─── Items ───

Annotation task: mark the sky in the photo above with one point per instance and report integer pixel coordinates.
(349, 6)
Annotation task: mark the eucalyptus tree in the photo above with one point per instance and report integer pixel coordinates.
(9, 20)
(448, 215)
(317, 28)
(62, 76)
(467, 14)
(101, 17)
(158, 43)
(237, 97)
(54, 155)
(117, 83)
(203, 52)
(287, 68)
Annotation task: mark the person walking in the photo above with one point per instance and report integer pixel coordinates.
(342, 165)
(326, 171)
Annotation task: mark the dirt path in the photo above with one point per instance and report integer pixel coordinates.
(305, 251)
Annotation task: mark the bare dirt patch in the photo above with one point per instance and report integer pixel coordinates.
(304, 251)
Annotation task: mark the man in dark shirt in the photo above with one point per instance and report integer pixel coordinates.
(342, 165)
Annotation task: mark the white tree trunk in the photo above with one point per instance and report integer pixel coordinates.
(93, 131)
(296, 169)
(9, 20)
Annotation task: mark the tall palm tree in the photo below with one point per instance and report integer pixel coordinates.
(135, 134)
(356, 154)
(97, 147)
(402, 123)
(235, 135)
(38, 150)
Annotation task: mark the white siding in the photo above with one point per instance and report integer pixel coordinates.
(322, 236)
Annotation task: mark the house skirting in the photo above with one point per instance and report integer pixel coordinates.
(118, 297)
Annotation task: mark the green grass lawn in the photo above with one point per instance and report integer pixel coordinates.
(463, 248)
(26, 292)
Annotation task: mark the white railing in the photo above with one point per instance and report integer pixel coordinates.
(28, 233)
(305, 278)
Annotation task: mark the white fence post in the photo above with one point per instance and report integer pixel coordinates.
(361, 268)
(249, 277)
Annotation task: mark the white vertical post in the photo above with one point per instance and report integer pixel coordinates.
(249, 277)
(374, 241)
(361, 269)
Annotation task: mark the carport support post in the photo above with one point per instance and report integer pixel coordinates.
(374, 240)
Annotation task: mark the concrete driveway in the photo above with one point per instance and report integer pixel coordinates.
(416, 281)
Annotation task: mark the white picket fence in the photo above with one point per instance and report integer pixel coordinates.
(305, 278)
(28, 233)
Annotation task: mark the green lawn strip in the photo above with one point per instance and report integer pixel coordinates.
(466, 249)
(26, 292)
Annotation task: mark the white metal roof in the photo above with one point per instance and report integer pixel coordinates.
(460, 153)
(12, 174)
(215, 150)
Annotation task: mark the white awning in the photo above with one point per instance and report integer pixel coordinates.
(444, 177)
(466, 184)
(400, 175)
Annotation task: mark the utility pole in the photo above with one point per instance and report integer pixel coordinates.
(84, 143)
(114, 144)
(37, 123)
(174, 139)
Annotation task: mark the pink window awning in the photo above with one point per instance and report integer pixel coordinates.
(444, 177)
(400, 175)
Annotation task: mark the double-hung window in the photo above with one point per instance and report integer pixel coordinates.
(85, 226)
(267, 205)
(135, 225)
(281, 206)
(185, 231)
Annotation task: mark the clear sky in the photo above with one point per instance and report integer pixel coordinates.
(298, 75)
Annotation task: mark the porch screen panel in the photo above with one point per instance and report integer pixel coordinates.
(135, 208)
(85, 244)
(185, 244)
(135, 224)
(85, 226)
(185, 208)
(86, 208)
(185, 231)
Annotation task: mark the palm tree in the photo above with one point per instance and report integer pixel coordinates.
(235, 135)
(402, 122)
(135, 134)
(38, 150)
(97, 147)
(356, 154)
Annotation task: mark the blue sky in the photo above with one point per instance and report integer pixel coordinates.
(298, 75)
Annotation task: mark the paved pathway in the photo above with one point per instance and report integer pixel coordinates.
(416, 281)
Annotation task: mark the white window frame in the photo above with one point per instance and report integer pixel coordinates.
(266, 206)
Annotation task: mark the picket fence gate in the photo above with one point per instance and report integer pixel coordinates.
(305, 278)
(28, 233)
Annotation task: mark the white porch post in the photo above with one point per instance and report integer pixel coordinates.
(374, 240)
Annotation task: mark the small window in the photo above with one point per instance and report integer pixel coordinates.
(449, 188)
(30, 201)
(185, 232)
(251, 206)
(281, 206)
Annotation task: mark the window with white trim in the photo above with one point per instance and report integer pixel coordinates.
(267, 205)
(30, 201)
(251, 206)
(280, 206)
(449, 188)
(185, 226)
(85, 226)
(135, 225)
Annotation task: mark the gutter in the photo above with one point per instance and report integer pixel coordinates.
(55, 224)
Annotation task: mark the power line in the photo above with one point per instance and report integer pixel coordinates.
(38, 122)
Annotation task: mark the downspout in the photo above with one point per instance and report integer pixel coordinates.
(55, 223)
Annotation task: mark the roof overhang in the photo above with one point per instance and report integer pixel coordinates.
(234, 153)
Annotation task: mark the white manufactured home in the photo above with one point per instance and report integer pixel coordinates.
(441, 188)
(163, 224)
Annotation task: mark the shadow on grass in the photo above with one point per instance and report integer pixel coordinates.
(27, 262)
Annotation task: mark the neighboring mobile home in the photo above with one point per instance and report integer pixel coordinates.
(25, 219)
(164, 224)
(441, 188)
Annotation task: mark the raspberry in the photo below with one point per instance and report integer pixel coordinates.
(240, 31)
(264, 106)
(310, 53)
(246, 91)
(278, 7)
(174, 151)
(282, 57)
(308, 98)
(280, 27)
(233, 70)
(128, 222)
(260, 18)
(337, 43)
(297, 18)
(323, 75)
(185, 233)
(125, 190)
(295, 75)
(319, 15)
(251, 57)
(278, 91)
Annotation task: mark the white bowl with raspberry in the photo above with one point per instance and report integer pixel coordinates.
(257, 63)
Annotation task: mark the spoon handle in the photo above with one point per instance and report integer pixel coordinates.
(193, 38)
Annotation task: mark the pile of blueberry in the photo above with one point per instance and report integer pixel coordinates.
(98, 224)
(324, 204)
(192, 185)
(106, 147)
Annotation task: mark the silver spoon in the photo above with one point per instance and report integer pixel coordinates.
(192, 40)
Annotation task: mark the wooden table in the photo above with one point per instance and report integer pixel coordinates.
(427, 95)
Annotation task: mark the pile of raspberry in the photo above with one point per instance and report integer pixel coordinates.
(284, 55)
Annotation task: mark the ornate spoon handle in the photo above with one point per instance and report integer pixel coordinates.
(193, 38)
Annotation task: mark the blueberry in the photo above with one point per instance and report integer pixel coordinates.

───

### [Directions for this task]
Rewrite all the records above, swapping "integer pixel coordinates" for "whole-number pixel coordinates" everywhere it occurs and leaving every other word unchanged.

### [Worked answer]
Annotation task: mark the sky in the photo above with one point per instance and report whole-number pixel coordinates.
(349, 6)
Annotation task: mark the eucalyptus tree in the photo above with one point per instance and report whole-number pixel coordinates.
(9, 20)
(448, 215)
(317, 28)
(62, 76)
(467, 14)
(101, 17)
(158, 43)
(237, 97)
(54, 155)
(117, 83)
(203, 52)
(287, 68)
Annotation task: mark the person walking in the photo above with one point per instance and report whole-number pixel coordinates.
(342, 165)
(326, 171)
Annotation task: mark the dirt path in the photo above with one point per instance and report whole-number pixel coordinates.
(305, 251)
Annotation task: mark the bare dirt patch in the photo above with one point per instance and report whole-number pixel coordinates.
(304, 251)
Annotation task: mark the man in dark shirt in the photo above with one point per instance and report whole-number pixel coordinates.
(342, 165)
Annotation task: mark the white tree trunk in the photo above with one point per instance and report whole-number pixel coordinates.
(93, 131)
(296, 169)
(9, 20)
Annotation task: mark the tall palm tree in the photo below with one point per instance and report whole-number pixel coordinates.
(135, 134)
(356, 154)
(97, 147)
(402, 123)
(235, 135)
(38, 150)
Annotation task: mark the white siding in the photo above with one point per instance and report whole-number pixel coordinates.
(322, 236)
Annotation task: mark the house skirting in the photo above with one point per instance and report whole-number pixel coordinates.
(118, 297)
Annotation task: mark the green grass lawn in the photo above with one point per instance and report whole-number pixel coordinates.
(463, 248)
(26, 292)
Annotation task: mark the white railing in the photo above with one point per instance and report whole-number pixel coordinates.
(28, 233)
(305, 278)
Annotation task: mark the white fence post in the photo above with one point per instance and report whole-number pixel coordinates.
(361, 268)
(249, 277)
Annotation task: mark the white vertical post in the photo above with one point per instance and report whole-number pixel coordinates.
(249, 277)
(374, 241)
(361, 269)
Annotation task: mark the carport support post in the photo above with one point per instance and report whole-number pixel coordinates.
(374, 240)
Annotation task: mark the concrete driveway in the photo above with one point per instance and report whole-number pixel coordinates.
(416, 281)
Annotation task: mark the white picket fence in the photo above with one point per instance and report whole-number pixel coordinates.
(305, 278)
(28, 233)
Annotation task: mark the green lawn strip in the photo above with one point per instance and report whole-number pixel coordinates.
(466, 249)
(26, 292)
Annotation task: mark the white metal roof in the photo above with one point per instance and report whole-number pixel coordinates.
(460, 153)
(12, 174)
(215, 150)
Annotation task: mark the white awning in the photo above with one point per instance and report whole-number pixel coordinates.
(444, 177)
(466, 184)
(400, 175)
Annotation task: mark the utility pole in the photo above with one point per instance and report whole-number pixel coordinates.
(84, 143)
(114, 144)
(37, 123)
(174, 139)
Annotation task: mark the pink window awning in the photo above with one point per instance and report whole-number pixel coordinates.
(444, 177)
(400, 175)
Annotation task: mark the double-hung window in the photo above with one point per instance and report whole-number pixel coordinates.
(85, 226)
(267, 205)
(135, 225)
(281, 206)
(185, 231)
Annotation task: mark the clear sky in the photo above with one point per instance and report whole-number pixel coordinates.
(298, 75)
Annotation task: mark the porch screen panel in the photo above with one point per instance and report whole-number pixel coordinates.
(135, 208)
(85, 244)
(185, 244)
(135, 224)
(85, 226)
(185, 208)
(86, 208)
(185, 231)
Annotation task: mark the palm tree in the photo above with one point per instance and report whole-number pixel coordinates.
(235, 135)
(402, 122)
(135, 134)
(38, 150)
(97, 147)
(356, 154)
Annotation task: mark the blue sky in the photo above with one point per instance and report whole-number pixel coordinates.
(298, 75)
Annotation task: mark the paved pathway in the photo above with one point per instance and report whole-number pixel coordinates.
(416, 281)
Annotation task: mark the white window frame in the photo above with one point per instance and report whole-number pixel coordinates.
(266, 206)
Annotation task: mark the picket fence gate in the photo above with one point per instance and report whole-number pixel coordinates.
(305, 278)
(28, 233)
Annotation task: mark the white porch post in the photo above with one point per instance and report whole-number pixel coordinates.
(374, 240)
Annotation task: mark the small window in the photo above with one point per instance and report whole-number pixel coordinates.
(449, 188)
(30, 201)
(185, 232)
(251, 206)
(281, 206)
Annotation task: mark the window with white trim in the photo above with one point per instance and report whole-number pixel coordinates.
(267, 205)
(30, 201)
(251, 206)
(280, 206)
(449, 188)
(185, 226)
(85, 226)
(135, 225)
Annotation task: mark the gutter in the photo above with one point per instance and report whole-number pixel coordinates.
(55, 224)
Annotation task: mark the power line in the photo above with one point per instance and report whole-number pixel coordinates.
(38, 122)
Annotation task: mark the downspout in the photo above with one point per instance and report whole-number pixel coordinates.
(55, 223)
Annotation task: mark the roof overhang in the photo above with one point per instance and report whole-number pixel coordinates.
(234, 153)
Annotation task: mark the white manufactured home in the photo above with one point per instance and report whole-number pixel coordinates.
(441, 188)
(163, 224)
Annotation task: mark the shadow on grass in the photo above with one point per instance and report whole-number pixel coordinates.
(27, 262)
Annotation task: mark the neighboring mobile home in the photo above with one point per instance and report whole-number pixel coordinates.
(25, 219)
(164, 224)
(441, 188)
Annotation task: mark the raspberry in the photo below with one point per instance and report whole-number pixel coordinates.
(240, 31)
(264, 106)
(310, 53)
(246, 91)
(278, 7)
(174, 151)
(282, 57)
(308, 98)
(280, 27)
(233, 70)
(128, 222)
(260, 18)
(337, 43)
(297, 18)
(323, 75)
(185, 233)
(125, 190)
(295, 75)
(319, 15)
(251, 57)
(278, 91)
Annotation task: mark the white bowl with raspberry in the photo above with one point per instance and report whole-number pixel coordinates.
(257, 63)
Annotation task: mark the spoon handle in the photo above with one point per instance and report whole-number pixel coordinates.
(193, 38)
Annotation task: mark the pile of blueberry in the photo above with one point per instance and report whole-number pixel coordinates.
(98, 224)
(324, 204)
(192, 185)
(106, 147)
Annotation task: mark the silver spoon in the photo above with one point per instance and report whole-number pixel coordinates.
(192, 40)
Annotation task: mark the wooden table in the photo above with one point per instance and report whole-number pixel coordinates.
(427, 95)
Annotation task: mark the pile of raspberry in the photo above with one point per instance and report whole-number pixel coordinates.
(284, 55)
Annotation task: mark the ornate spoon handle in the photo above with one point per instance and report whole-number pixel coordinates.
(193, 38)
Annotation task: mark the blueberry in the photo above with one point per instance and report whole-number pixel coordinates.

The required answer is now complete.